TEXT EXTRACT.
·····

Guillermo Pérez Sandoval (born October 14, 1979 in Uruapan, Michoacán) is an Olympic gold medal-winning Mexican taekwondo practitioner. Pérez stands at 171 cm and weighs 58 kg.[1][2]

At the 2008 Olympic Games in Beijing, China, Pérez won the gold medal in the −58 kg category.[3] Pérez defeated Dominican Gabriel Mercedes on August 20, 2008. The match ended 1–1 after four rounds, but Pérez was deemed superior by unanimous decision.[4][5]

Early years[edit]

Pérez started taekwondo at 5 years old, citing Bruce Lee films as his inspiration.[6] By the age of 10, Pérez won his first state tournament in Michoacán. Such success was the gate to compete nationally, earning a bronze medal in his first national competition. In 1989, he achieved first place at the national infant competition. In 1995 he traveled to Ottawa to assist his first international competition, placing second. Later on in 1996, he was the first place winner at the Taekwondo U.S. Open, in which more than 60 countries participated.

·····

TO DO.
List each distinct year named in the taekwondo biography, in the order each first appears.

DATA SECTION.
·····

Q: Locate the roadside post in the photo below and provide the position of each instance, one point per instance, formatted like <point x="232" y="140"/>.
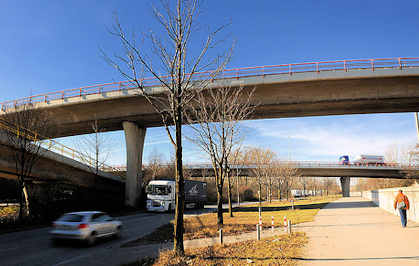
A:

·····

OUTPUT.
1979, 2008, 1989, 1995, 1996